(Saved data entries)

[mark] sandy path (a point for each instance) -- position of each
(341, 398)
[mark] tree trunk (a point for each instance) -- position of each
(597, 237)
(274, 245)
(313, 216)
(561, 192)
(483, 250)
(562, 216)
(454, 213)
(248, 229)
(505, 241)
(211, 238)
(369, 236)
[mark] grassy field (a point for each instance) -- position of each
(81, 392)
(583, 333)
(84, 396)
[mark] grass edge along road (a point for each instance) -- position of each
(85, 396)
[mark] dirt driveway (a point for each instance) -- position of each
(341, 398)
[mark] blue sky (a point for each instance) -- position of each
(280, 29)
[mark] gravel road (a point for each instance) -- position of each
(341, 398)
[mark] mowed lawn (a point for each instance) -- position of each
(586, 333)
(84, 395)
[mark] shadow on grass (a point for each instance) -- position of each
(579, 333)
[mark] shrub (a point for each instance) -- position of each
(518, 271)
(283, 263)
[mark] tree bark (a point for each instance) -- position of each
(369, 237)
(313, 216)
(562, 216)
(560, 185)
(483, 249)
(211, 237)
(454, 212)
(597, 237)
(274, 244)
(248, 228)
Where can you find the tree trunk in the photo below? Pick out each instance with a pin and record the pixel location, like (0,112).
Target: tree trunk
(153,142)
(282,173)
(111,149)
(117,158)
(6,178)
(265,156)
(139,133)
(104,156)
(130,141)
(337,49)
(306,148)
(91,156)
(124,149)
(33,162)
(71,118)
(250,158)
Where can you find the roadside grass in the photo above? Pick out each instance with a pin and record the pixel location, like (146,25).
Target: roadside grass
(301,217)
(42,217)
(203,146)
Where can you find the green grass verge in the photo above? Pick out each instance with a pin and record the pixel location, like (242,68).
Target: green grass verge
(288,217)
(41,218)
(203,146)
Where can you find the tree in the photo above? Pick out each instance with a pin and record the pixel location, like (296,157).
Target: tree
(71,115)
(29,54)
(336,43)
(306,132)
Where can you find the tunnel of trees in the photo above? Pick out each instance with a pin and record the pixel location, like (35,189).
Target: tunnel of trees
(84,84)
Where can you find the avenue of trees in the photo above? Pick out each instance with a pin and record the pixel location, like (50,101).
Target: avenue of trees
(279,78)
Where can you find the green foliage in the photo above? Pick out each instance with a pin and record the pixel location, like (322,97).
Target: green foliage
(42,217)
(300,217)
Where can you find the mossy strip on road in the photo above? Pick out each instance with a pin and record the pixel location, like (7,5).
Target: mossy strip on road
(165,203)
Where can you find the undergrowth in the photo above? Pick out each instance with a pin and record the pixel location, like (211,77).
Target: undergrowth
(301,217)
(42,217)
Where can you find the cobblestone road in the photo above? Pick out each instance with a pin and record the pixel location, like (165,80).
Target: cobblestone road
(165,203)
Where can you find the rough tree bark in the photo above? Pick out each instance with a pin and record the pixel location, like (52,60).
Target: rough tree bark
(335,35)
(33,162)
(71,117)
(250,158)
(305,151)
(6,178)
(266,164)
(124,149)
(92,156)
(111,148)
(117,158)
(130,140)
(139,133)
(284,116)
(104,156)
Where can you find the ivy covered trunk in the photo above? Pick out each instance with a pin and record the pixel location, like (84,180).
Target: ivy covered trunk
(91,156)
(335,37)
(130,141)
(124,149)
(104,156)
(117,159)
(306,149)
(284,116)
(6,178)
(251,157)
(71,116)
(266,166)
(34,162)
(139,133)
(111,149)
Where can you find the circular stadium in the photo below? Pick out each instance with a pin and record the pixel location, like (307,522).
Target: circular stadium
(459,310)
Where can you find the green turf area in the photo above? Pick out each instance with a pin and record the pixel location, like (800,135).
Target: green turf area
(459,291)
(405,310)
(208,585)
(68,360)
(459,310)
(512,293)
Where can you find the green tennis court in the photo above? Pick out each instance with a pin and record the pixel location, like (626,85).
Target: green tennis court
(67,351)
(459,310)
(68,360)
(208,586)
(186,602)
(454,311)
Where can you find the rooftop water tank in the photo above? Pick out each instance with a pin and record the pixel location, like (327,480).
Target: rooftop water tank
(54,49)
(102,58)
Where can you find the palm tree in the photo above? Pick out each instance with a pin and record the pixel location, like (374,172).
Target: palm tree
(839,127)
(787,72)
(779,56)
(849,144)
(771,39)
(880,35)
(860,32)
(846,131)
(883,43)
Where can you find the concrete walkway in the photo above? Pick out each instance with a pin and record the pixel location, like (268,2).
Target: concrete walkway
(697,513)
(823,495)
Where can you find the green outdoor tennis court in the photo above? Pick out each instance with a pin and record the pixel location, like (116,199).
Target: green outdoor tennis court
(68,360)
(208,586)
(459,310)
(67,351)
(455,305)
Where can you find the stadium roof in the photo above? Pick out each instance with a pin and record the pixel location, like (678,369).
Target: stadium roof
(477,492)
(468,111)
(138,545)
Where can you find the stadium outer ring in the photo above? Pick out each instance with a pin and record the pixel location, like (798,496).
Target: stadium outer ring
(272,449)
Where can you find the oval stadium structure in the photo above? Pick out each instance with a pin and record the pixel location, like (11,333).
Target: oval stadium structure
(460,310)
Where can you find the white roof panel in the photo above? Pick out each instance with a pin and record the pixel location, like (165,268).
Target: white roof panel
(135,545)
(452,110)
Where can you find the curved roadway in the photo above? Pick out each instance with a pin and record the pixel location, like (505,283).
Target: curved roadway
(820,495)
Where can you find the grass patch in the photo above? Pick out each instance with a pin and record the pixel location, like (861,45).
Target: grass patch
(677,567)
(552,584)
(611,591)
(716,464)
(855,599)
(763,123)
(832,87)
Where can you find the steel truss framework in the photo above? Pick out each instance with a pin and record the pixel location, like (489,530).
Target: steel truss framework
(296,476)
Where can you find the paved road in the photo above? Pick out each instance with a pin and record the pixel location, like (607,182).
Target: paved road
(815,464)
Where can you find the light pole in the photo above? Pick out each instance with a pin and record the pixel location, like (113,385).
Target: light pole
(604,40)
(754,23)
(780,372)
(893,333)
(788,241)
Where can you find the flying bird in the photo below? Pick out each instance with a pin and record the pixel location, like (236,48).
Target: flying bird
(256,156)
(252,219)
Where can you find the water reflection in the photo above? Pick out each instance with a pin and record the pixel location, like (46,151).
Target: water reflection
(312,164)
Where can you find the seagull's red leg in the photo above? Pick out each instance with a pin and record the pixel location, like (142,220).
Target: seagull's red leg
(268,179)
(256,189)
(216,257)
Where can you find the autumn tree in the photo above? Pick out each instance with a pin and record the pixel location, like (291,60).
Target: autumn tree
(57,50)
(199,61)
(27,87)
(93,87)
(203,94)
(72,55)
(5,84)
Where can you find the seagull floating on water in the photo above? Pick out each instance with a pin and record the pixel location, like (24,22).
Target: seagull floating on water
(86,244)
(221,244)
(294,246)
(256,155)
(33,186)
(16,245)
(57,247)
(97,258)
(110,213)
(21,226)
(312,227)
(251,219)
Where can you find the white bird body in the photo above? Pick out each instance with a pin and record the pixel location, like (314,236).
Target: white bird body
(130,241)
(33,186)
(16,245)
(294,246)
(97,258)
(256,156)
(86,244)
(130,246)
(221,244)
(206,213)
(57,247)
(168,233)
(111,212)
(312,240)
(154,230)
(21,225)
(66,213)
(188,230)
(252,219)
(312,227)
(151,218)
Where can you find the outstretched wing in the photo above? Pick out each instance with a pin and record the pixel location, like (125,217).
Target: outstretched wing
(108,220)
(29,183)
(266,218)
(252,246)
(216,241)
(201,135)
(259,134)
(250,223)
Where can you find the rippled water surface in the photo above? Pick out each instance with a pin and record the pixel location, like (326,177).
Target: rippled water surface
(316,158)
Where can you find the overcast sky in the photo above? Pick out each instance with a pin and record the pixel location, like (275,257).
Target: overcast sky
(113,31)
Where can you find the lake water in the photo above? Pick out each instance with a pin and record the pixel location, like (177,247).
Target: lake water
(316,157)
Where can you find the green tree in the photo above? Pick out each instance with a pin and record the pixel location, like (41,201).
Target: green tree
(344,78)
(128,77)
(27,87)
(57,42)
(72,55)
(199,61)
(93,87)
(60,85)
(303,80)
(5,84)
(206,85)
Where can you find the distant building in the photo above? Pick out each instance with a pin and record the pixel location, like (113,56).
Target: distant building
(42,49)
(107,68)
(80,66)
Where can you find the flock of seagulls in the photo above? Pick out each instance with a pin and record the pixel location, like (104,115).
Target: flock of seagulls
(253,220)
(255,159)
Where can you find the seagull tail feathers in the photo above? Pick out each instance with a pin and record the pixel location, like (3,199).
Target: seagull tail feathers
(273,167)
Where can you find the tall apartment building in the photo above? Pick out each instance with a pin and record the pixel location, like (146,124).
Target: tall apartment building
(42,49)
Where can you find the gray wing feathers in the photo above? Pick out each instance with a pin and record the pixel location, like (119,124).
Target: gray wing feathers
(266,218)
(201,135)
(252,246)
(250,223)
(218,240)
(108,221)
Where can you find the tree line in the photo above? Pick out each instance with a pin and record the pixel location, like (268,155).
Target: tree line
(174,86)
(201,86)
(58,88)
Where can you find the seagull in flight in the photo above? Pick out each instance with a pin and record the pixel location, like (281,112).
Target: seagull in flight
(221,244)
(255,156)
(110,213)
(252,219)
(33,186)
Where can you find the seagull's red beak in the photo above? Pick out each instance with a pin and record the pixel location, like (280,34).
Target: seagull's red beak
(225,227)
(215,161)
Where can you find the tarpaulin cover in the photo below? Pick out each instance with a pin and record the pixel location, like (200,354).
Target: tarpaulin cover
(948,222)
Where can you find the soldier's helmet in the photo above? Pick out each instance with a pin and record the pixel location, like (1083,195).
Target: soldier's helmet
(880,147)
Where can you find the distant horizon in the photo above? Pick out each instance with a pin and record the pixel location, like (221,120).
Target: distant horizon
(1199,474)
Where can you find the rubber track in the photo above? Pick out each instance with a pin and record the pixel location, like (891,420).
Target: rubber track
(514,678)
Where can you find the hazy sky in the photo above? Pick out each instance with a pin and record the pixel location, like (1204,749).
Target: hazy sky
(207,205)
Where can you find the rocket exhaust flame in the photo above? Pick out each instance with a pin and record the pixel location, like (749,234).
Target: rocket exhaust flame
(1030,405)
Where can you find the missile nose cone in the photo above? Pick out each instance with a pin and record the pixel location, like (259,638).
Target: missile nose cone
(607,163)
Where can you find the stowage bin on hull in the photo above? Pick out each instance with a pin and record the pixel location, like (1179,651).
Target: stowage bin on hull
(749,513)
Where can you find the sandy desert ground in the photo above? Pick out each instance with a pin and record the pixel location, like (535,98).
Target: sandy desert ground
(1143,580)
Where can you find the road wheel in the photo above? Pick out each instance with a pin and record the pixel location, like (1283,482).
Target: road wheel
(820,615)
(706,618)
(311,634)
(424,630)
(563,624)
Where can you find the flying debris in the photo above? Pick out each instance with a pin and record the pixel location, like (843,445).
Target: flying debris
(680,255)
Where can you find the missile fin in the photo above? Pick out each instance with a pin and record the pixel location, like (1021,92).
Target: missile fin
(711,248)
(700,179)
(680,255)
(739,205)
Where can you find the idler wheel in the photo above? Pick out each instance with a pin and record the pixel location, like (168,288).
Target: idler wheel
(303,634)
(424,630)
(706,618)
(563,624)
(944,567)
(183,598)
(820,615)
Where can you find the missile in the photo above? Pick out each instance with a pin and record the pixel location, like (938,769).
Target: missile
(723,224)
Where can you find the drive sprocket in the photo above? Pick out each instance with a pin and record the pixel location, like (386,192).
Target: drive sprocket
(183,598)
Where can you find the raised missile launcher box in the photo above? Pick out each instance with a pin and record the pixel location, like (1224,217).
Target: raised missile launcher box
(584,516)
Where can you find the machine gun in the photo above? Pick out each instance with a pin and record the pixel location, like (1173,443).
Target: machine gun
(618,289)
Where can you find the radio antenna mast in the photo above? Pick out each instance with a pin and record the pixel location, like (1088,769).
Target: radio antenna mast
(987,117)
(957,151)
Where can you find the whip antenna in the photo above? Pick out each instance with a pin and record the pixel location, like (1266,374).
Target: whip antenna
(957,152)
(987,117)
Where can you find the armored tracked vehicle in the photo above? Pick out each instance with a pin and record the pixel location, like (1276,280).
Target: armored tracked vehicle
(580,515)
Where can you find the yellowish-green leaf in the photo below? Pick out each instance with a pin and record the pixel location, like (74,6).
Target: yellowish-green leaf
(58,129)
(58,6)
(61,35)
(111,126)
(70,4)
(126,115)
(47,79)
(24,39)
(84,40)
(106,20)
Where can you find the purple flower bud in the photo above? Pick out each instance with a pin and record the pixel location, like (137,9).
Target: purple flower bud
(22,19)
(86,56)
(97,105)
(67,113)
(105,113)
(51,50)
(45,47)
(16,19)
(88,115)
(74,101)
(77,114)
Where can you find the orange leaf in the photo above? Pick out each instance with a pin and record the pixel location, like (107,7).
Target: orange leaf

**Requirement:** Copy out again the lines that begin at the one containing "Where can you find the orange" and run through the end of the material.

**Complete response:**
Where can you find the orange leaf in the photo above? Pick out each instance with a pin and record the pixel location, like (107,7).
Target: orange leaf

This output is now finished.